▶ _Extracted records_:
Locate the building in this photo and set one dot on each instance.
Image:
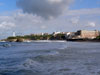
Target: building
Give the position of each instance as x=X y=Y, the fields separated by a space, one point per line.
x=87 y=34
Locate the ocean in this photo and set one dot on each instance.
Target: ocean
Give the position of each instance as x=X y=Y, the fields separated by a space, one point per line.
x=50 y=58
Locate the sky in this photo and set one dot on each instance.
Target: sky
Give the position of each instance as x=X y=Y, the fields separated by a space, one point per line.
x=36 y=16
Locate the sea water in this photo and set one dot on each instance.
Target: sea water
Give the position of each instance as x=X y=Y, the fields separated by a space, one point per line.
x=50 y=58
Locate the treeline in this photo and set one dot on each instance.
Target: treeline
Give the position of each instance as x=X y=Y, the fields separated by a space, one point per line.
x=37 y=37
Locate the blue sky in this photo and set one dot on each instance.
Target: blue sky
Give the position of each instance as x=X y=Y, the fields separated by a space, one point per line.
x=10 y=5
x=81 y=4
x=82 y=14
x=7 y=5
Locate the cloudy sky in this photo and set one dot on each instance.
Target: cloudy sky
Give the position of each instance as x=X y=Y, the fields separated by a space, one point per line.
x=36 y=16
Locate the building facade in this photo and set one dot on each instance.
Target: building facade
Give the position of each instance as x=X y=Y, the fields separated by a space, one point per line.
x=88 y=34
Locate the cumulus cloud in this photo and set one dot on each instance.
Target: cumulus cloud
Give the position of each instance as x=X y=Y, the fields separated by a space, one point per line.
x=6 y=25
x=74 y=20
x=47 y=9
x=91 y=24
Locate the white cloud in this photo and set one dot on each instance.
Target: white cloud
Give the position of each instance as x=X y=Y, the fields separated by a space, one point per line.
x=74 y=20
x=80 y=12
x=6 y=25
x=91 y=24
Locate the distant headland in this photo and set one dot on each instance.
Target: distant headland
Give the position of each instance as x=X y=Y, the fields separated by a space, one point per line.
x=80 y=35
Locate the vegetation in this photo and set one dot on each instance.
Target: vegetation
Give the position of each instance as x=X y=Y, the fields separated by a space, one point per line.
x=98 y=38
x=37 y=37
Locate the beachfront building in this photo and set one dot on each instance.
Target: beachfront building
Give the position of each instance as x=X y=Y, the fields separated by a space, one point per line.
x=87 y=34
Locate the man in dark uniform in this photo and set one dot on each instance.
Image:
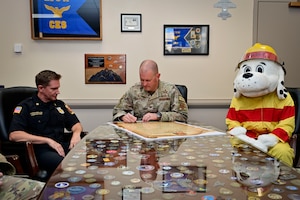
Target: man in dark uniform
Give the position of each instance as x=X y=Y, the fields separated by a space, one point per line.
x=42 y=119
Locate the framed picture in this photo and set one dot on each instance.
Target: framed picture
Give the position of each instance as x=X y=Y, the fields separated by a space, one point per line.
x=105 y=68
x=186 y=39
x=74 y=20
x=131 y=22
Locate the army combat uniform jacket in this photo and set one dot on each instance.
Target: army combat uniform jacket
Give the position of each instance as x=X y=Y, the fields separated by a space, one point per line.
x=166 y=99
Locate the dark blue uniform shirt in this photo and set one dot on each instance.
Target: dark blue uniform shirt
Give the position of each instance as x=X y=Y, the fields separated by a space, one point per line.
x=43 y=119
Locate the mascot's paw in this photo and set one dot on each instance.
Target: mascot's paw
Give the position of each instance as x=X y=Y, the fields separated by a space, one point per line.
x=257 y=144
x=268 y=140
x=238 y=131
x=253 y=142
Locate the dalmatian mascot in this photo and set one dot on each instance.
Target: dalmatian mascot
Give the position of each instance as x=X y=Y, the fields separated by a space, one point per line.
x=262 y=112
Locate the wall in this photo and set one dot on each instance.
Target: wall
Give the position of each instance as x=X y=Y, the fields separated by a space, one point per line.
x=208 y=78
x=282 y=33
x=228 y=41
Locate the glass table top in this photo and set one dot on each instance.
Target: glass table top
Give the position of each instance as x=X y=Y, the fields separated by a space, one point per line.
x=109 y=163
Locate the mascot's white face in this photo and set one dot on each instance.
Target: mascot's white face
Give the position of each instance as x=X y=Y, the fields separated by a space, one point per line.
x=258 y=77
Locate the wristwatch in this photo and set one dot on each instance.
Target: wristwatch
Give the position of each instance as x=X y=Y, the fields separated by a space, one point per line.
x=158 y=116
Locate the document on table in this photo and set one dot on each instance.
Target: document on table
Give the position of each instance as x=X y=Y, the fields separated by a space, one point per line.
x=164 y=130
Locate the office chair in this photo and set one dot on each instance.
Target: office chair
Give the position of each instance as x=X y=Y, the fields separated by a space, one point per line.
x=183 y=90
x=295 y=140
x=9 y=98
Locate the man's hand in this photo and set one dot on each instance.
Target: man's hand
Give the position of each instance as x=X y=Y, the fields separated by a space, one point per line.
x=74 y=140
x=129 y=118
x=150 y=117
x=60 y=150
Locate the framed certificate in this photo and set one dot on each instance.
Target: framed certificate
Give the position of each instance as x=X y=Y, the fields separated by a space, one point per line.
x=73 y=20
x=105 y=68
x=131 y=22
x=186 y=39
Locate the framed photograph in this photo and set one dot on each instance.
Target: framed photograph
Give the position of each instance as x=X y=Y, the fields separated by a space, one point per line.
x=131 y=22
x=105 y=68
x=186 y=39
x=62 y=20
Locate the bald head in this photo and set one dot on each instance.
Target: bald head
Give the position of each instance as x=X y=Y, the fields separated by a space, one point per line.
x=149 y=65
x=149 y=75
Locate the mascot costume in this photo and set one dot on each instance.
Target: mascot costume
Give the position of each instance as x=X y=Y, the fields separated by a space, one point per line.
x=262 y=112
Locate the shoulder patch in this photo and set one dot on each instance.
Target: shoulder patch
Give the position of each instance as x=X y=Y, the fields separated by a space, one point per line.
x=69 y=109
x=18 y=110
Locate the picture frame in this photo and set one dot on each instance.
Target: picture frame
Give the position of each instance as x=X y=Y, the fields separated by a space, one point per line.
x=131 y=22
x=66 y=20
x=105 y=68
x=186 y=40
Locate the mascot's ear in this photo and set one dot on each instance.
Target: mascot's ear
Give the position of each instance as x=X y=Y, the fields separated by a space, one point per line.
x=236 y=93
x=281 y=90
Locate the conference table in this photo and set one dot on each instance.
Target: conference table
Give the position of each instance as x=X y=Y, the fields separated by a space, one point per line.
x=111 y=163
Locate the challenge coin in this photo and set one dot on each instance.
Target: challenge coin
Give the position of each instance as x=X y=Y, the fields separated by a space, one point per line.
x=274 y=196
x=61 y=184
x=76 y=189
x=128 y=173
x=102 y=191
x=135 y=180
x=147 y=190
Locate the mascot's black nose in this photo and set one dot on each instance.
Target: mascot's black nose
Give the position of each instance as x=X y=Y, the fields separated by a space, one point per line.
x=247 y=75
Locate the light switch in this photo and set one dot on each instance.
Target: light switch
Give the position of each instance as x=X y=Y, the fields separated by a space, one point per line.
x=18 y=48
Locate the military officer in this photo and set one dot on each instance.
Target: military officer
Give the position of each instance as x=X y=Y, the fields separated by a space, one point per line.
x=151 y=99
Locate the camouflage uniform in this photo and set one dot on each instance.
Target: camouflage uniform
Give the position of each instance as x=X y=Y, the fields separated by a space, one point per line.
x=166 y=99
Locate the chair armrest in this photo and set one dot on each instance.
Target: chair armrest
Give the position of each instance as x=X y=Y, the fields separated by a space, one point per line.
x=15 y=161
x=32 y=159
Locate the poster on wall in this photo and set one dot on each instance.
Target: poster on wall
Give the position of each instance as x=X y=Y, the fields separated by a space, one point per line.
x=66 y=19
x=186 y=39
x=105 y=68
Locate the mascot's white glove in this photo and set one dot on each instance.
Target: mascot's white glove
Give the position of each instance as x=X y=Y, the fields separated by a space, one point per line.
x=238 y=131
x=269 y=140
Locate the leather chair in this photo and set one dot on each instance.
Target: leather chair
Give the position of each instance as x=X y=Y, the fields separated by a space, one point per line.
x=295 y=140
x=9 y=98
x=183 y=90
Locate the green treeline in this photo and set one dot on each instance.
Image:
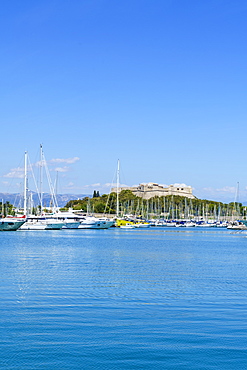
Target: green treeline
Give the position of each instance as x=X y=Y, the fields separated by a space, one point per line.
x=171 y=207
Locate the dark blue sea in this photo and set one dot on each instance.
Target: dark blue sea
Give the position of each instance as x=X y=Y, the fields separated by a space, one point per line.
x=123 y=299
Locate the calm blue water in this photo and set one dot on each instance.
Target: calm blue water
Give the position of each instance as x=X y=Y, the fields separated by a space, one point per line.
x=123 y=299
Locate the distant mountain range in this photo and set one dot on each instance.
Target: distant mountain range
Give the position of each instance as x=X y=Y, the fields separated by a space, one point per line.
x=62 y=199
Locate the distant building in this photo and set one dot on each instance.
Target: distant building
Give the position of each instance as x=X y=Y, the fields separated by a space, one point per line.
x=147 y=191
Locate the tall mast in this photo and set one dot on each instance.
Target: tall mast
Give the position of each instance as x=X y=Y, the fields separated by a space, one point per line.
x=41 y=179
x=25 y=184
x=118 y=170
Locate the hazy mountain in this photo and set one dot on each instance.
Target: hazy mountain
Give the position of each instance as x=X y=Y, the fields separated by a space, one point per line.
x=62 y=199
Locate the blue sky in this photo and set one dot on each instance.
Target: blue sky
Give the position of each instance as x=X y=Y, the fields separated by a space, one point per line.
x=159 y=84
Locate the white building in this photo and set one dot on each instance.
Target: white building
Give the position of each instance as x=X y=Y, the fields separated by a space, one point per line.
x=150 y=190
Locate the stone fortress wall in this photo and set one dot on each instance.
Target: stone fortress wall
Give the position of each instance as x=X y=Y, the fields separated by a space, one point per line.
x=147 y=191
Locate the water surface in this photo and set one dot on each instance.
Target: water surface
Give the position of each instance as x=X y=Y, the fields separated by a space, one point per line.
x=123 y=299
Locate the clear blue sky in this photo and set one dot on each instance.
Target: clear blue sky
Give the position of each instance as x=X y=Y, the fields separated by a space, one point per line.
x=159 y=84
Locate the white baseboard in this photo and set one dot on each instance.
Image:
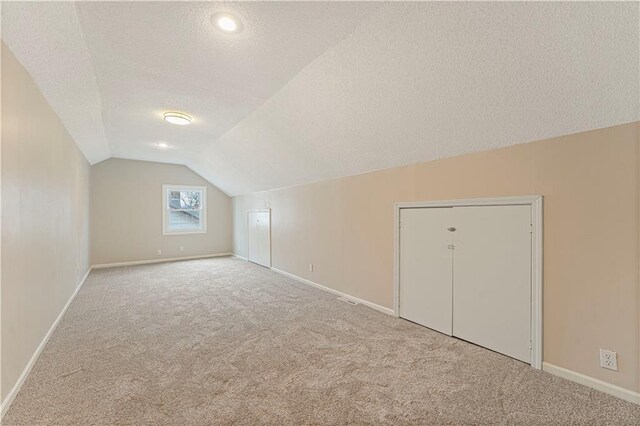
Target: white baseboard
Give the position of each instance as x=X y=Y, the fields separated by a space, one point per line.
x=163 y=260
x=371 y=305
x=27 y=369
x=593 y=383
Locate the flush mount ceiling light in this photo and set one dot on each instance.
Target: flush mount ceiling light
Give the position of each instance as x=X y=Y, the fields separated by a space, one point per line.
x=179 y=118
x=226 y=22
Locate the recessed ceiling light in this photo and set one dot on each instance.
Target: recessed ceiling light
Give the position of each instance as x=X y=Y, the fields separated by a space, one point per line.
x=178 y=118
x=226 y=22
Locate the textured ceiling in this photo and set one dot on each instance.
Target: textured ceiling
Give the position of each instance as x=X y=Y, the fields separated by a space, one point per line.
x=312 y=91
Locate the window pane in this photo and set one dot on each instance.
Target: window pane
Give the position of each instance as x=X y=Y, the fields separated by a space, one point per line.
x=184 y=199
x=183 y=220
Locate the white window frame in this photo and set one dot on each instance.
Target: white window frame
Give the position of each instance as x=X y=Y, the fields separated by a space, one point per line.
x=165 y=208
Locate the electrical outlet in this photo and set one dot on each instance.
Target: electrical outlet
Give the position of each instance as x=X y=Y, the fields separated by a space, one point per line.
x=608 y=359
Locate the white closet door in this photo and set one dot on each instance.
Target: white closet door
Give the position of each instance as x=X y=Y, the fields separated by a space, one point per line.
x=492 y=278
x=426 y=267
x=264 y=239
x=259 y=237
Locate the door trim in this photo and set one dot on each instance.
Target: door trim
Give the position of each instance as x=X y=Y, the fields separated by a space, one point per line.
x=535 y=201
x=247 y=224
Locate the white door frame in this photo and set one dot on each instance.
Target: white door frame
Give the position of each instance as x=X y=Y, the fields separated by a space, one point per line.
x=535 y=201
x=259 y=211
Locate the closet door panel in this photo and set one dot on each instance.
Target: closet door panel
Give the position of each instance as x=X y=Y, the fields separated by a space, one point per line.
x=426 y=267
x=492 y=278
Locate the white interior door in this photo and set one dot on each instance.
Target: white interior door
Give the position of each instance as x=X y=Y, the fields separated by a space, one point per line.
x=259 y=237
x=426 y=267
x=492 y=278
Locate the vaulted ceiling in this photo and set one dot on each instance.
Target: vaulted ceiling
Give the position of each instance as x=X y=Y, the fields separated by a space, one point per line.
x=317 y=90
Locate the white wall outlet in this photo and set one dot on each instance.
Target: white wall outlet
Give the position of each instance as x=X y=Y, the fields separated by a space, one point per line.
x=608 y=359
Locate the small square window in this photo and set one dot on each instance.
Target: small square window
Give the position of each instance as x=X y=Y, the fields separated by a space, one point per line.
x=184 y=209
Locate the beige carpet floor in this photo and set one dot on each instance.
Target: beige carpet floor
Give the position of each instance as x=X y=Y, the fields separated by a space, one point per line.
x=222 y=341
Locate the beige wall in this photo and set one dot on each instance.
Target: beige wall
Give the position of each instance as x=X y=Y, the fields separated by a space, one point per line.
x=590 y=182
x=45 y=219
x=126 y=213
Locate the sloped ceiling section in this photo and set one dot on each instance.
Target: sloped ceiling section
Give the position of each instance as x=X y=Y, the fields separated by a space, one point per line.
x=312 y=91
x=419 y=82
x=48 y=40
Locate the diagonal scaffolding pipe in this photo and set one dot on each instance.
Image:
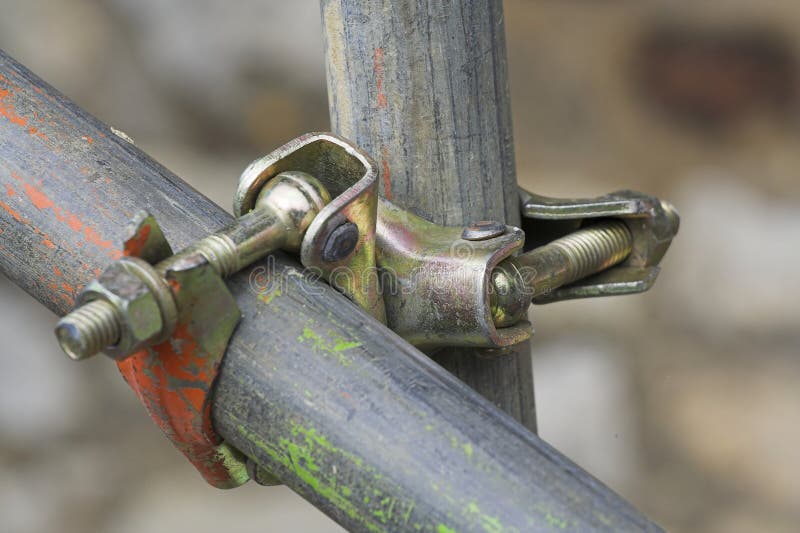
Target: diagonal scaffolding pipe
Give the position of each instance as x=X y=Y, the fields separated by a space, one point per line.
x=339 y=408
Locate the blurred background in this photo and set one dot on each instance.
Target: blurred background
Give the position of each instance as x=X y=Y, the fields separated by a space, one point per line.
x=686 y=400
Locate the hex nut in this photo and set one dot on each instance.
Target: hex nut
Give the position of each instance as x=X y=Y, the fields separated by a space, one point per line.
x=141 y=319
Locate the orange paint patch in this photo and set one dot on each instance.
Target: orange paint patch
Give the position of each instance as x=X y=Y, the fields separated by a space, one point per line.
x=378 y=67
x=387 y=184
x=93 y=237
x=74 y=223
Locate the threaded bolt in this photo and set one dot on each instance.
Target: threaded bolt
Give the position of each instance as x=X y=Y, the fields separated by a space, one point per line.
x=516 y=281
x=593 y=249
x=88 y=329
x=285 y=208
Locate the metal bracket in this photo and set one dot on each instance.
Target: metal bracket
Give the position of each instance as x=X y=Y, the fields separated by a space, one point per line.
x=345 y=258
x=437 y=285
x=173 y=379
x=652 y=223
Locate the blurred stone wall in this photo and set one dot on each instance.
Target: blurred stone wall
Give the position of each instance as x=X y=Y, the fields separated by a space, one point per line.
x=685 y=399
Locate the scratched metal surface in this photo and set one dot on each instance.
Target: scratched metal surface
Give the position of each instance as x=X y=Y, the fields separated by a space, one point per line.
x=347 y=414
x=423 y=86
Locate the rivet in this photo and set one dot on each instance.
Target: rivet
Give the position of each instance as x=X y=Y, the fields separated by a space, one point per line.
x=483 y=229
x=341 y=243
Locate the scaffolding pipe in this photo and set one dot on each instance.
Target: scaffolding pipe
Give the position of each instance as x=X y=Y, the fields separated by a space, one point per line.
x=338 y=407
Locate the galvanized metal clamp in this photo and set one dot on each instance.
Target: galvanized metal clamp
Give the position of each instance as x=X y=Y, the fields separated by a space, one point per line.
x=167 y=318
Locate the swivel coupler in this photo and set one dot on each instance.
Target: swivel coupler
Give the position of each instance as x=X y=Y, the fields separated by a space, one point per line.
x=131 y=306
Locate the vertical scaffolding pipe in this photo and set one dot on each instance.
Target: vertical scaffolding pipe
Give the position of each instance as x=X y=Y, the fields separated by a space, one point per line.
x=423 y=87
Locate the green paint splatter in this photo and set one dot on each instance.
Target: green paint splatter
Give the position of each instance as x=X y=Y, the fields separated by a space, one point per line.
x=269 y=295
x=330 y=344
x=490 y=524
x=555 y=521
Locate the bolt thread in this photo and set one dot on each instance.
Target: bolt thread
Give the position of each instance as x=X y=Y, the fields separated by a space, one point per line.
x=88 y=329
x=220 y=252
x=594 y=248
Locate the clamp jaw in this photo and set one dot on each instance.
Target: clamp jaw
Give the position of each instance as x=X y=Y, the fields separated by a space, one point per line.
x=167 y=318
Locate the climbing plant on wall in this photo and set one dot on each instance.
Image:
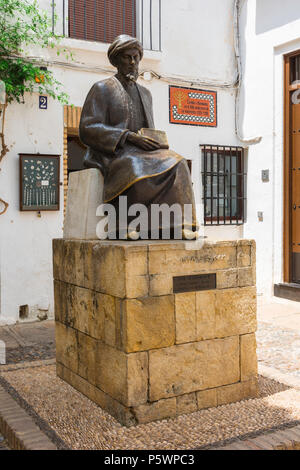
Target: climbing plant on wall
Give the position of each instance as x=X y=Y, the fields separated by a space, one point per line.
x=24 y=24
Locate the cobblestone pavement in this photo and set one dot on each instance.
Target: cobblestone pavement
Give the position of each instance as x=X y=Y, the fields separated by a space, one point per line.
x=29 y=342
x=278 y=348
x=278 y=337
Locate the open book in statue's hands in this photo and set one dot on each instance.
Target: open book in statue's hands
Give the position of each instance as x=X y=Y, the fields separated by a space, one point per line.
x=158 y=136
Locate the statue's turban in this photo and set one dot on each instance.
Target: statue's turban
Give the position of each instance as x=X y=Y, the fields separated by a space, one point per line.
x=121 y=43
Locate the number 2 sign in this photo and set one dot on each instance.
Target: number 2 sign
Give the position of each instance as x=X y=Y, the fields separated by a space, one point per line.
x=43 y=102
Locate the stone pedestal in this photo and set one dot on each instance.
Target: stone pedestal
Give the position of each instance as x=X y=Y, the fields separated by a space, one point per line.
x=143 y=352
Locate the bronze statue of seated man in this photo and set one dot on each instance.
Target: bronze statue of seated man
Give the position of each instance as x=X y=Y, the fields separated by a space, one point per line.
x=133 y=165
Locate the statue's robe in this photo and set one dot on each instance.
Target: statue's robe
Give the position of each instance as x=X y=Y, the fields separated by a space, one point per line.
x=159 y=176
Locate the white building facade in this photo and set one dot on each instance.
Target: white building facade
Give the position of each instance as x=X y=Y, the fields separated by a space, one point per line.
x=188 y=44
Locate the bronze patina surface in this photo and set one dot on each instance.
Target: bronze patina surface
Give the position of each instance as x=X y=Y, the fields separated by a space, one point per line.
x=114 y=111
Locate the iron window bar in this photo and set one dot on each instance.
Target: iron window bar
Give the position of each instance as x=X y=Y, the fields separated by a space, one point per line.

▶ _Problem description_: Give the number of lines in the entries that include the string "vegetation", and nothing more.

▶ _Answer space_: 2